(Beginning of EXCERPT TO READ)
Now, I'm a Degrassi fan from way back (I was already
hanging out on Degrassi Street when most people had thumbed a ride to West Beverly), but I have to be honest and say that Degrassi: The Next Generation has fallen off the rails...
Unfortunately, I think Degrassi may have become a victim of its own success.
It breaks my heart to say that, because I've always wanted the franchise to be as successful as possible, and I'm sympathetic to the idea that it's a slippery slope. On the one hand, there are some high-profile publicity stunts that work--Kevin Smith, a longtime fan who was right there with me (figuratively speaking) during the interregnum, was a perfect choice to play a recurring role on the show, even if he was basically appearing as a Mary Sue version of himself. (Kudos to
dontmentionlove for that very apt description.) On the other hand...Taking Back Sunday? Really?
I'm not sure I could peg an exact jump-the-shark moment when things started taking a turn for the worse, but it was probably somewhere in 2005, around the time the current series began to really break through in the US. You'd think this would be great from a fan's perspective--at last, validation south of the border!--but if I'd known that the show would become a glossy shadow of its former self, I would've rather had it stick to its Canadian roots.
With The N seemingly rerunning episodes around the clock, the cast started doing more and more personal appearances in the States...and then, all of a sudden, those castmembers were sporting fake tans. The somewhat goofy Degrassi Minis started showing up online. In a strange (and frustrating) twist, new episodes premiered in the States before they aired in Canada, where Degrassi: The Next Generation is filmed (under CanCon guidelines, no less). And worst of all, the show's main storylines started playing out in the style of The OC instead of that patented (if melodramatic) homegrown style we've come to know and love. The series now seemed more beholden to its American sponsor than to its Canadian producers.
(End of EXCERPT TO READ)
DIRECTIONS:
[1] Answer these from the Degrassi post, one per line:
(a) Who played a recurring role on the show and is called a longtime fan?
(b) In what year does the writer place the start of the decline?
(c) The show's main storylines began to follow the style of which other show?
[2] Turn the paragraph of the Degrassi post that begins "With The N seemingly rerunning episodes" into a bulleted list that keeps its main facts.
[3] Give every distinct name in the Degrassi post that contains the word "Degrassi."
(Beginning of ENTRIES PROVIDED)
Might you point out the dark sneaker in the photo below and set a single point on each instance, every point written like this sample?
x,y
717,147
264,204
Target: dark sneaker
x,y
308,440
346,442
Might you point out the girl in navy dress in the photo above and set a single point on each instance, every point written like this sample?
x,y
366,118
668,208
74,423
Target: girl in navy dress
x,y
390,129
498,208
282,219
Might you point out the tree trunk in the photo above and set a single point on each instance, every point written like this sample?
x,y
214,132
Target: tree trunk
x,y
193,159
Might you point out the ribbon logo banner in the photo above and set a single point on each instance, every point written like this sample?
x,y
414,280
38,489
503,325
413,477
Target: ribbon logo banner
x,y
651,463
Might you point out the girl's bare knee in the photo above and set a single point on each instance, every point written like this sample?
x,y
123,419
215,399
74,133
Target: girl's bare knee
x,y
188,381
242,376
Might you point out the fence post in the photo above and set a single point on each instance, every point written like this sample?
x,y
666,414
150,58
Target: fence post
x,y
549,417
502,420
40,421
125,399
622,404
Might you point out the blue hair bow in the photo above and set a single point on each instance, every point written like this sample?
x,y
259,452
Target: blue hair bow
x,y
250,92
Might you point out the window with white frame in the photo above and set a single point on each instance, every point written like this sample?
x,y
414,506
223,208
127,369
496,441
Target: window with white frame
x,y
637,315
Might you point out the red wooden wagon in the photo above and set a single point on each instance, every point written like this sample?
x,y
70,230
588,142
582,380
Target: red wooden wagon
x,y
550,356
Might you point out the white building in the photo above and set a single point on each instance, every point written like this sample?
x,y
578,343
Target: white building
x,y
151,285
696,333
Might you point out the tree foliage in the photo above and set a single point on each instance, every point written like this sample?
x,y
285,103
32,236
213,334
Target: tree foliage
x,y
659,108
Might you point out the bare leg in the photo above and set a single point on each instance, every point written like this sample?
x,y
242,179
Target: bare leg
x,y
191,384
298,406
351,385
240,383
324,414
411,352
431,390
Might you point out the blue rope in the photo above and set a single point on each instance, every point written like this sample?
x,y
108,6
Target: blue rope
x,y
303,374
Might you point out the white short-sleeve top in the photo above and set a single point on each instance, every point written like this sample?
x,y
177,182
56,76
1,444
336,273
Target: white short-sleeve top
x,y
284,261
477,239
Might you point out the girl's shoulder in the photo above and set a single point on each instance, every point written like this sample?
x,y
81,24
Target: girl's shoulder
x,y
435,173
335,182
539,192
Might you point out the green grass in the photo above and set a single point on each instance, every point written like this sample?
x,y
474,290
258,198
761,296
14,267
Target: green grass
(End of ENTRIES PROVIDED)
EXPECTED RESPONSES:
[1]
(a) Kevin Smith
(b) Probably somewhere in 2005
(c) The OC

[2]
- With The N rerunning episodes seemingly around the clock, the cast made more personal appearances in the States and then began sporting fake tans.
- The somewhat goofy Degrassi Minis started showing up online.
- New episodes premiered in the States before they aired in Canada, where the show is filmed under CanCon guidelines.
- Worst of all, the main storylines started playing out in the style of The OC instead of the familiar homegrown style.
- The series seemed more beholden to its American sponsor than to its Canadian producers.

[3]
- Degrassi
- Degrassi Street
- Degrassi: The Next Generation
- Degrassi Minis